# START OF Material for this task

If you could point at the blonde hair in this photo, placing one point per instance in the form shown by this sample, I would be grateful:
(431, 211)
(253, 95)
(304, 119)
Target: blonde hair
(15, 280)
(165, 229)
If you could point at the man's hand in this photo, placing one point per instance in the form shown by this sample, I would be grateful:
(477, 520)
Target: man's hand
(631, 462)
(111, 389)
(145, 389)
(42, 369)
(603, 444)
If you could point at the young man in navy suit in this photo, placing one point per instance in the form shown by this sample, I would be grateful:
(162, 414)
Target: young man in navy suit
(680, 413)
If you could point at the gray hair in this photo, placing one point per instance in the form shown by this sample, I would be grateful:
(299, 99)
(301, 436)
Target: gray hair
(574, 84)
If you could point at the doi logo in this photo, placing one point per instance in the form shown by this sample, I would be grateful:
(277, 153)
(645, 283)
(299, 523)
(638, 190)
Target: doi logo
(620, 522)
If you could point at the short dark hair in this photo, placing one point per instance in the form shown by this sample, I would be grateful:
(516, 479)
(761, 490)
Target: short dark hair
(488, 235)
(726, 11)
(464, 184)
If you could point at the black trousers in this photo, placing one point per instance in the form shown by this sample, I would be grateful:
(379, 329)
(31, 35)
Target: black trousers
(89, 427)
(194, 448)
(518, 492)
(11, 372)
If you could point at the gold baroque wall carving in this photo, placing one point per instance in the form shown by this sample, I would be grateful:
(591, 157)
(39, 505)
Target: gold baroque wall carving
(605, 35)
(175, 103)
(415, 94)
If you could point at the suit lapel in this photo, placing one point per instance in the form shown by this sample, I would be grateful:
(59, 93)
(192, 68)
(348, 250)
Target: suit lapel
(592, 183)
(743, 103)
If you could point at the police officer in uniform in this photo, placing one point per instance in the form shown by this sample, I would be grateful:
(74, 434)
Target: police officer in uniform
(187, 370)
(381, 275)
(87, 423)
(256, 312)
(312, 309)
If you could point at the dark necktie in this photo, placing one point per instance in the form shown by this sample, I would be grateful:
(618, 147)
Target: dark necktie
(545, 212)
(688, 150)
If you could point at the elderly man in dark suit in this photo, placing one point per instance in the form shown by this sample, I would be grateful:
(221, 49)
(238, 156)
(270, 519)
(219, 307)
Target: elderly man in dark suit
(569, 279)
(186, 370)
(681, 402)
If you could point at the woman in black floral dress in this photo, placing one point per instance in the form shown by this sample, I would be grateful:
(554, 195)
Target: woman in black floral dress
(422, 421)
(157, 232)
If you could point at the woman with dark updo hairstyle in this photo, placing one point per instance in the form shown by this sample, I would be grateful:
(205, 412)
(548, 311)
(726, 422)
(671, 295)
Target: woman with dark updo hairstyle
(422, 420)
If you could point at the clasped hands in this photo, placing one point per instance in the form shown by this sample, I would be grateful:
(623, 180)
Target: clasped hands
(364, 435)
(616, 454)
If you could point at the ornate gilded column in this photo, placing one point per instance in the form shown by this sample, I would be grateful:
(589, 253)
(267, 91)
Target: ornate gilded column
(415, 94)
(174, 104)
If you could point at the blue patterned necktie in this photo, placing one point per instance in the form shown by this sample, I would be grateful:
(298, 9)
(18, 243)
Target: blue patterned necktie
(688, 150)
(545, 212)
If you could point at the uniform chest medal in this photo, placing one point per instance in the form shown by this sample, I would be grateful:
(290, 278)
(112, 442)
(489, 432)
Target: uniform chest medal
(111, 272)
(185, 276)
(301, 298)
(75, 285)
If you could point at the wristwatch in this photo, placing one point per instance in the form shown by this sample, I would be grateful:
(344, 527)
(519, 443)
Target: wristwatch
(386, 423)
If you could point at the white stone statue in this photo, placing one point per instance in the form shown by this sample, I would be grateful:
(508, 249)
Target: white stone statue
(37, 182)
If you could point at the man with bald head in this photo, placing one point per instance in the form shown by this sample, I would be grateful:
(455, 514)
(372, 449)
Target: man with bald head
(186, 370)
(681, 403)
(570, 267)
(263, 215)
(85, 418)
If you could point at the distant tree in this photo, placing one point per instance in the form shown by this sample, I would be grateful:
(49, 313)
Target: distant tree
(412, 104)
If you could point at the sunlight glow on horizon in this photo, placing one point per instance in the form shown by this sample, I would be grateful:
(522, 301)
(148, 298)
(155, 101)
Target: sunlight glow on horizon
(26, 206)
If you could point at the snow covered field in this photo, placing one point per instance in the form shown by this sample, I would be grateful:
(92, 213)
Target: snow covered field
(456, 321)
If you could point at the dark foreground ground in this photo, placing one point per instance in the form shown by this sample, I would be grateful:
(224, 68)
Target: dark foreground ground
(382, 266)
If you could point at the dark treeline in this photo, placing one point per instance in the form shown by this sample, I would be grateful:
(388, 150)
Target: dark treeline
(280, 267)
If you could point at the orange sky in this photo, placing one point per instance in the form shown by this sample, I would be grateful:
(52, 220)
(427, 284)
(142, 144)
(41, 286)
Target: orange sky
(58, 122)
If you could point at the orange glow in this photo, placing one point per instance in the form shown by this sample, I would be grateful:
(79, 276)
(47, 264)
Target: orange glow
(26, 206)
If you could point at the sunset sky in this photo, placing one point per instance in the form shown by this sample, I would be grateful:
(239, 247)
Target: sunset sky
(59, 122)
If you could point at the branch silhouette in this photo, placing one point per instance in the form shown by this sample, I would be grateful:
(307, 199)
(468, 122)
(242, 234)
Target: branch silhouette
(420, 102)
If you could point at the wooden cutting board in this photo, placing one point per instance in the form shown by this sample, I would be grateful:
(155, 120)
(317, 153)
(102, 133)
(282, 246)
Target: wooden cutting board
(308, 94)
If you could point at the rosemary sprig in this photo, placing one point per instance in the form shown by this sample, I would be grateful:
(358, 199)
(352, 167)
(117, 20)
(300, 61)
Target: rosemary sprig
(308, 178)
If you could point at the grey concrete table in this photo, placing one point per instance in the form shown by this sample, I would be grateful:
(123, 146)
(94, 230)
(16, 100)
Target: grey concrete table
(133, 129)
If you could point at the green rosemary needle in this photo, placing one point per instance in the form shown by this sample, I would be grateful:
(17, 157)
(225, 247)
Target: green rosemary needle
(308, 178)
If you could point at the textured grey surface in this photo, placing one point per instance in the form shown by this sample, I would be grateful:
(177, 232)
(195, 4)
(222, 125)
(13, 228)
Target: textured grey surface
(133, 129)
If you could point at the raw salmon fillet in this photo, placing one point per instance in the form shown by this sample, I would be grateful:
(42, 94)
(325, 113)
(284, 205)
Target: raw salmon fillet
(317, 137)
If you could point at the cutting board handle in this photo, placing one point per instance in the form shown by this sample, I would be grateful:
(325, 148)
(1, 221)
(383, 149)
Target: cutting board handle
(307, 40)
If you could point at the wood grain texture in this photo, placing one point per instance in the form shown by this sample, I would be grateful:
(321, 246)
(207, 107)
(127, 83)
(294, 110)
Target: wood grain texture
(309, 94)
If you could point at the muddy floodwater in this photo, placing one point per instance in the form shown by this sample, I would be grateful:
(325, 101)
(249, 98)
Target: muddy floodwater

# END OF Material for this task

Transcribe only the trailing portion of the entries above: the line that contains "If you could point at the rosemary" and each line after it.

If you could point at the rosemary sprig in this photo, placing one point per instance in the form shown by this sample, I would be grateful:
(358, 199)
(352, 167)
(117, 20)
(300, 61)
Target: rosemary sprig
(308, 178)
If you could point at the grey concrete table in this photo, placing one point per instance in the form shown by this sample, I would be grateful:
(123, 146)
(94, 230)
(16, 100)
Target: grey concrete table
(133, 129)
If you could point at the green rosemary needle in this photo, placing one point per instance in the form shown by this sample, I would be grateful:
(17, 157)
(225, 247)
Target: green rosemary needle
(308, 178)
If you could point at the textured grey surface in this photo, placing one point per instance in the form shown by this sample, I would be grateful:
(177, 232)
(195, 4)
(222, 125)
(13, 228)
Target: textured grey surface
(133, 129)
If you could point at the raw salmon fillet in this photo, placing one point per instance in the form shown by this sample, I would be grateful:
(42, 94)
(325, 113)
(284, 205)
Target: raw salmon fillet
(317, 137)
If you could point at the cutting board handle in this photo, placing one point per instance in the form shown by this sample, I would be grateful:
(325, 148)
(1, 221)
(383, 149)
Target: cutting board handle
(307, 40)
If you could point at the wood grain texture in this photo, placing one point per instance in the form shown by this sample, I would be grateful:
(321, 246)
(207, 107)
(127, 83)
(294, 110)
Target: wood grain texture
(309, 94)
If you could point at the muddy floodwater in this photo, placing one point per instance in the form shown by this sample, I would be grateful:
(325, 101)
(249, 98)
Target: muddy floodwater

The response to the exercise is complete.